## Instructions for the task
Return each line of the listing below word for word, and omit the pictures from your output.

Image point annotation listing:
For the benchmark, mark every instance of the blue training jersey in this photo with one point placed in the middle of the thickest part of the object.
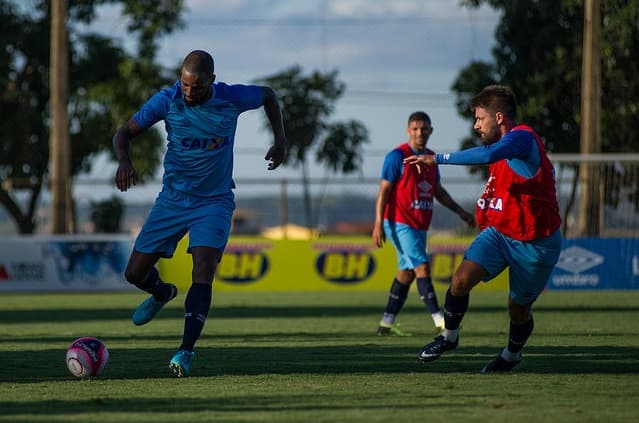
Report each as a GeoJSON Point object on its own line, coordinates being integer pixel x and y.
{"type": "Point", "coordinates": [199, 155]}
{"type": "Point", "coordinates": [393, 166]}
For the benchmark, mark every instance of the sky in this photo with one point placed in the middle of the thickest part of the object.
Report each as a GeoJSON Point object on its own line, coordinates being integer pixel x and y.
{"type": "Point", "coordinates": [395, 57]}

## Result of the task
For the benchmark, mark every instance of the blue training jersey in this photo with one point placed in the middle of the thickest part of the object.
Report each as a GeoJSON Point object on its own line, coordinates being integer pixel x and y.
{"type": "Point", "coordinates": [199, 155]}
{"type": "Point", "coordinates": [393, 166]}
For the benchmark, mark every instance of the sky in this photo with one point placed in the middle of the thickest part of the object.
Report each as a GeoJSON Point object on its own line, coordinates being integer pixel x and y.
{"type": "Point", "coordinates": [395, 57]}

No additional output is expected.